[Dataset entries start]

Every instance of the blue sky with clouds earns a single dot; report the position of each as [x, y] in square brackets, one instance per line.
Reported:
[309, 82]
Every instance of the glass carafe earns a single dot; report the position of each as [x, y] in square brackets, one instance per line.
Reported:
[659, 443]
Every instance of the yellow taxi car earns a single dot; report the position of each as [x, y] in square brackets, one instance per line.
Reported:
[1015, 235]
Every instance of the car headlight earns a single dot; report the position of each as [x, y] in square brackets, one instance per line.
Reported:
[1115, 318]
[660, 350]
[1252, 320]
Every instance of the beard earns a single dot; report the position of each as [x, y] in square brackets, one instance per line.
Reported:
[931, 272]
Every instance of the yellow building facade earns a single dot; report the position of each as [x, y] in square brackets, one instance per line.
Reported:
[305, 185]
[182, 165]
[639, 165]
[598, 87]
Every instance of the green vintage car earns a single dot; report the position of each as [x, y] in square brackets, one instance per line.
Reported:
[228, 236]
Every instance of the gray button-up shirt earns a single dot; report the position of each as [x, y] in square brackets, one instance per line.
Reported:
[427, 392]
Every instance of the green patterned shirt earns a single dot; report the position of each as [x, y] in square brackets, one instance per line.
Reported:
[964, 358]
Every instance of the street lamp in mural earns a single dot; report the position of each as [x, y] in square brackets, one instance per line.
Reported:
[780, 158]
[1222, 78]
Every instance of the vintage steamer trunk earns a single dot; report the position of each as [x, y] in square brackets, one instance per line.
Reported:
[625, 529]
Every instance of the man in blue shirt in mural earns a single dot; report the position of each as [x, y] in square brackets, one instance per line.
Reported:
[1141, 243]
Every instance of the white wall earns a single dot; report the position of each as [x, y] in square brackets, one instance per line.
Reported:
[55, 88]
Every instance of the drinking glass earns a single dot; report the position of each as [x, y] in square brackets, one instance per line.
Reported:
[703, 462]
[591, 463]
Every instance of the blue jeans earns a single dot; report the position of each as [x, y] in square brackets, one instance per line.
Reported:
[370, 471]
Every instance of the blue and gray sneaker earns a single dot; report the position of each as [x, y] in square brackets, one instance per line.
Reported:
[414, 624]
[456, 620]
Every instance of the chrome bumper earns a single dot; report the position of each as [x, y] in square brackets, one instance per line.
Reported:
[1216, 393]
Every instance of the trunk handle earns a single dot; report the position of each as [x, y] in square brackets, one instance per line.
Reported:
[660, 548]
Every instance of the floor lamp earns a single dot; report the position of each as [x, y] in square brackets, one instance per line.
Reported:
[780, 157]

[Dataset entries end]

Exactly reproduce every line of the records.

Every instance of the blue sky with clouds earns a single dot; report the position of each as [x, y] in square brackets, one instance per line.
Reported:
[309, 82]
Every instance of the glass carafe earns a single dot; report the position of each as [x, y] in square brackets, one instance per line.
Reported:
[659, 443]
Every instance of the yellow taxi car earns a single dot; report the position of each as [x, y] in square brackets, one instance per line.
Reported:
[1015, 235]
Every instance of the car headlight earns a single dot; report the position of each as [x, y] in square brackets, one instance per line.
Reported:
[1115, 318]
[660, 350]
[1252, 320]
Every instance of the beard earns a single dot; report the position of each as [x, y] in square brackets, one instance per line.
Reported:
[931, 272]
Every instance of the yellow building facade earns a single dot; report the position of each as [x, y] in square brackets, one instance per line.
Reported:
[305, 185]
[182, 165]
[639, 165]
[598, 87]
Every instance of the green vintage car earns a single dot; report the position of each as [x, y] in square brackets, one instance per line.
Reported:
[228, 236]
Every instance of the gray button-up shirt earns a single dot; report the position of each as [x, y] in square brackets, one instance per line.
Reported:
[427, 392]
Every instance of the green patterned shirt earns a single dot; report the position of each as [x, y] in square brackets, one instance per line.
Reported:
[964, 358]
Every instance of the street lamp in mural earns a single dot; report the position of each as [x, y] in square brackets, one instance per line.
Reported:
[780, 158]
[1222, 78]
Every instance of the vintage steamer trunk earns a single dot; report the position of each as [x, y] in square brackets, one instance per line.
Reported:
[625, 529]
Every instance of the man in blue shirt in mural earns a single dot; report the position of each as [x, y] in square brackets, one instance per line.
Reported:
[1141, 243]
Every instance of the white wall earns a single dot; report the position of each as [x, y] in square brackets, one instance per line.
Reported:
[55, 88]
Every instance of the drinking glass earns a single dot; report the position of each as [x, y] in square brackets, one instance per line.
Reported:
[703, 462]
[591, 463]
Every instance of the blue jeans earns a single dot; report the position of each as [x, y] in square brackets, one instance per line.
Reported:
[370, 471]
Every instance of the blue and gray sneaker earns a single dot; report the position of each as [x, y] in square brackets, one instance per line.
Reported:
[414, 624]
[456, 620]
Every instance of the chrome bumper earns a single dot; report the position of each as [x, y] in square brackets, one instance per line.
Reported:
[1216, 393]
Every instance of the trunk handle earns a single dot; report the position of each as [x, y] in square brackets, one instance per line.
Reported:
[660, 548]
Every instance of the floor lamp earns a single dot; report the position of each as [x, y] in square brackets, one instance per line.
Reported:
[780, 157]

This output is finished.